(Source records)
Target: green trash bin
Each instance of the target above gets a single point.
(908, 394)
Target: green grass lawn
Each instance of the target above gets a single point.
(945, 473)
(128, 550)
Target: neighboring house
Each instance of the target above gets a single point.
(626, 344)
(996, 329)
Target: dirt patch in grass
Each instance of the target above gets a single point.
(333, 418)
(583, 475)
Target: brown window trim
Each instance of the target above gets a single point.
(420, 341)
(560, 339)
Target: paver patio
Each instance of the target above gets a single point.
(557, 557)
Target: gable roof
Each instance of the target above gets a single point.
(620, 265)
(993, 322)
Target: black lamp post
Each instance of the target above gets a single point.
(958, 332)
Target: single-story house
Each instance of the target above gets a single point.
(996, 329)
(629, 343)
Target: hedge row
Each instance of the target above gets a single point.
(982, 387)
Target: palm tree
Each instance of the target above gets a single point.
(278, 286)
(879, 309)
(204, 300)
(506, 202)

▶ **Your objective**: Rewrite the items above, swapping "single point" for "one point" everywhere it occurs and leaving everything else unchanged.

▶ **Output**:
Target: green trash bin
Each instance of the target above gets a one point.
(908, 394)
Target: green grass lawn
Each instance of the target above gets a one point.
(945, 473)
(128, 550)
Target: neighboring house
Each instance of the target above gets a one point.
(626, 344)
(996, 329)
Target: dirt patch in grass
Each instance of the target above gets a one point.
(333, 418)
(583, 475)
Target: brown window trim
Each instance of the target above gets a one point.
(420, 341)
(560, 339)
Target: paver patio
Each instance of the target above gets a one point.
(557, 557)
Target: gable roof
Each instance of the target above gets a one point.
(620, 265)
(993, 322)
Target: black lamp post
Each instance of the target above gets a one point.
(958, 332)
Target: single-story house
Each instance of the target above gets a one point.
(996, 329)
(629, 343)
Target: hedge row
Each instance of the target above gets a one point.
(982, 387)
Target: palm tree
Each instance of the target above gets a one point.
(278, 286)
(879, 309)
(204, 300)
(506, 202)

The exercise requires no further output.